= Beginning of Section =

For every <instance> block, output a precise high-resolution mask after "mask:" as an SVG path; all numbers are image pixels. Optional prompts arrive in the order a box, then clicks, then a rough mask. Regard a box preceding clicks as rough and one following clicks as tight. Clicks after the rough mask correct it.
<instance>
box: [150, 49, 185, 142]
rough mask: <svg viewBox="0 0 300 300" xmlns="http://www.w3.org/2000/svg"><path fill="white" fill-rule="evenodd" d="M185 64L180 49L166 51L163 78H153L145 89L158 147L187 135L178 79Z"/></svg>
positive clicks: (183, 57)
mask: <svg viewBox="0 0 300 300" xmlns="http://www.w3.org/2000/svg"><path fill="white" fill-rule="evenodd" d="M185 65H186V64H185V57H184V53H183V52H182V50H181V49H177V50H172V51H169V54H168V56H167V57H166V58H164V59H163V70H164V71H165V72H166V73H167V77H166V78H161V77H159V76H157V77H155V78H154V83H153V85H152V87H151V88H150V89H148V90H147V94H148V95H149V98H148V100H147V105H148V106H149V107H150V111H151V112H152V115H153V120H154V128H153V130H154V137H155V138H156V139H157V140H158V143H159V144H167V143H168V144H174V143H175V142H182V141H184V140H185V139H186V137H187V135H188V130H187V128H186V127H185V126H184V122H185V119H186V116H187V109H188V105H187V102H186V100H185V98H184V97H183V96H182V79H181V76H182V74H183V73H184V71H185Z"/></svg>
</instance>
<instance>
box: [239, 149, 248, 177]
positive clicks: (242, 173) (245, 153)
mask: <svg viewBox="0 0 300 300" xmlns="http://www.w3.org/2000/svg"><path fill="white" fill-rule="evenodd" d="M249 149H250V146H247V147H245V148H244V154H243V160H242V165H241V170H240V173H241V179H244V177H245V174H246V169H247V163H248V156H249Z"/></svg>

= End of Section =
= Beginning of Section =

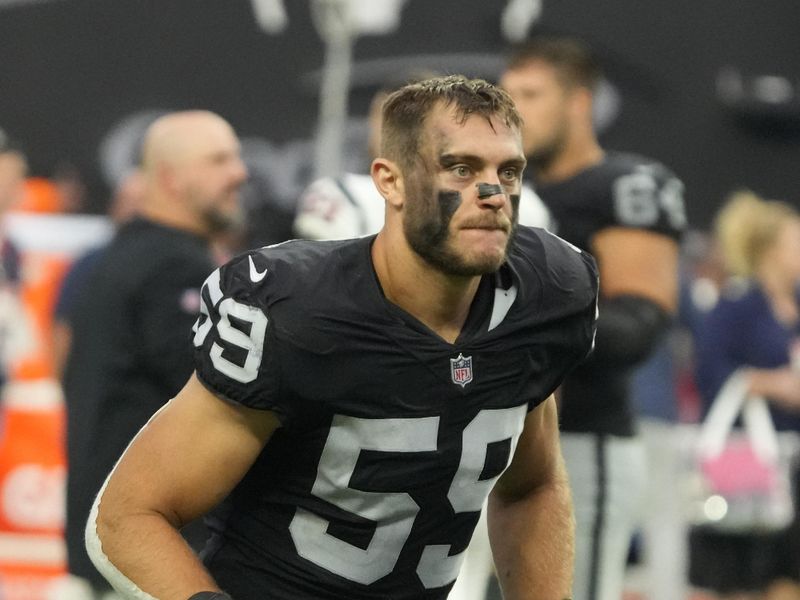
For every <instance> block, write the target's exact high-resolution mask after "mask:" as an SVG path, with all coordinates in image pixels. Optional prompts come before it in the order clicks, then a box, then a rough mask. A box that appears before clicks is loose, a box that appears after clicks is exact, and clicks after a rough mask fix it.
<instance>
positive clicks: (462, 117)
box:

= End of Section =
= Beginning of Section =

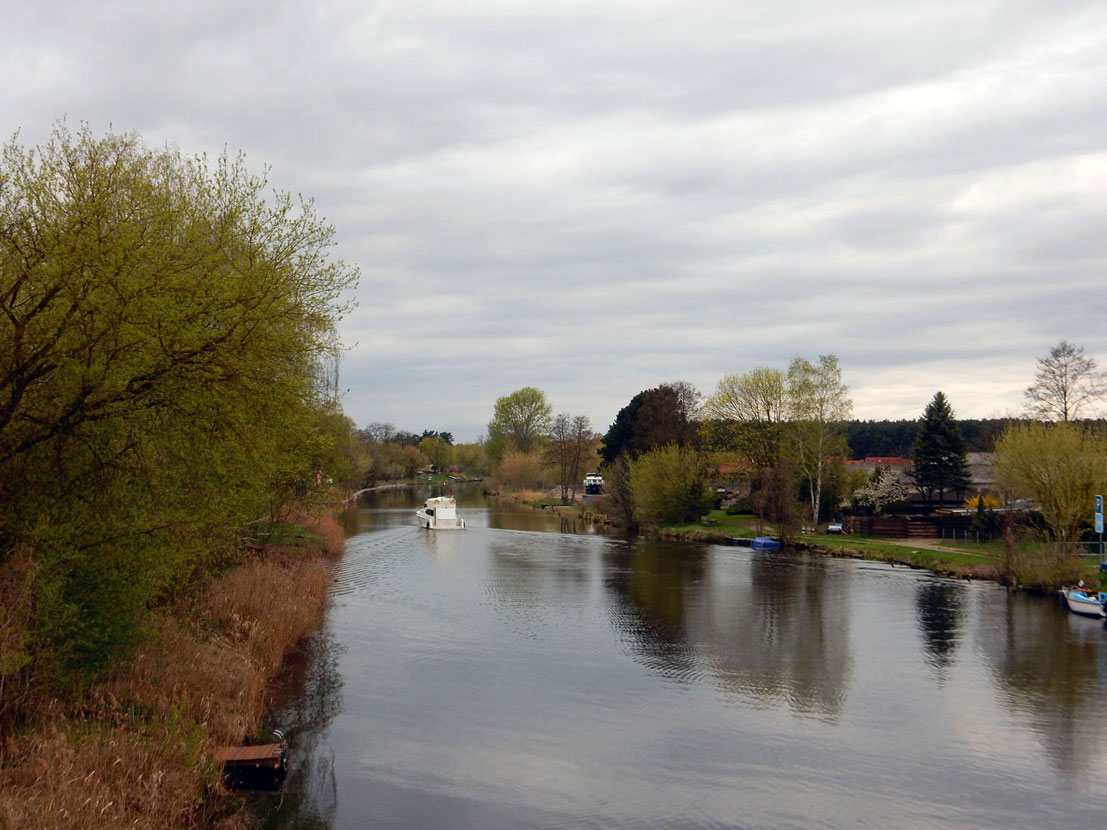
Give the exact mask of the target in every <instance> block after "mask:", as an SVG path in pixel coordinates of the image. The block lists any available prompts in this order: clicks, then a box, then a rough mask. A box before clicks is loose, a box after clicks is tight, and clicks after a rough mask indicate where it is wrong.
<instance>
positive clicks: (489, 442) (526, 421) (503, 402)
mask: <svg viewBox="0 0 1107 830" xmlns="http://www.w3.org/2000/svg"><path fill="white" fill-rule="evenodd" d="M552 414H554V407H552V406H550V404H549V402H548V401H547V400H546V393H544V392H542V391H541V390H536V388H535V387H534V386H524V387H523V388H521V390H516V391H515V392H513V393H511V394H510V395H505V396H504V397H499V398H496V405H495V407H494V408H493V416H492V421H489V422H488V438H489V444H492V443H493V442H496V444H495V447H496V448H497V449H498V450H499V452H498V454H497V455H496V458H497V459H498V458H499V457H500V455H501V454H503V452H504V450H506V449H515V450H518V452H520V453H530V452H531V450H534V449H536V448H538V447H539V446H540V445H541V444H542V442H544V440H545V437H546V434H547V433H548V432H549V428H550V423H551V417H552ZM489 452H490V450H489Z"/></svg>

= End of Section =

[Your instructions]:
Copy the lines from the line with "For every <instance> block, output" to the line with "positive clicks: (183, 57)", both included, without any changes.

[Solution to this problem]:
For every <instance> block, output a precise high-resolution mask after "mask:" as an SVG path; all numbers are image pixels. Optional prompts arrive in the order a box, then clicks, then a rough mask. Regard a box preceding clicks as rough and one following clicks as tight. Clicks after the rough mask correct it.
<instance>
box: [150, 49, 185, 142]
rough mask: <svg viewBox="0 0 300 300" xmlns="http://www.w3.org/2000/svg"><path fill="white" fill-rule="evenodd" d="M185 64L180 49L166 51L163 78H153L145 89L158 147L187 135L178 79Z"/></svg>
positive clicks: (183, 57)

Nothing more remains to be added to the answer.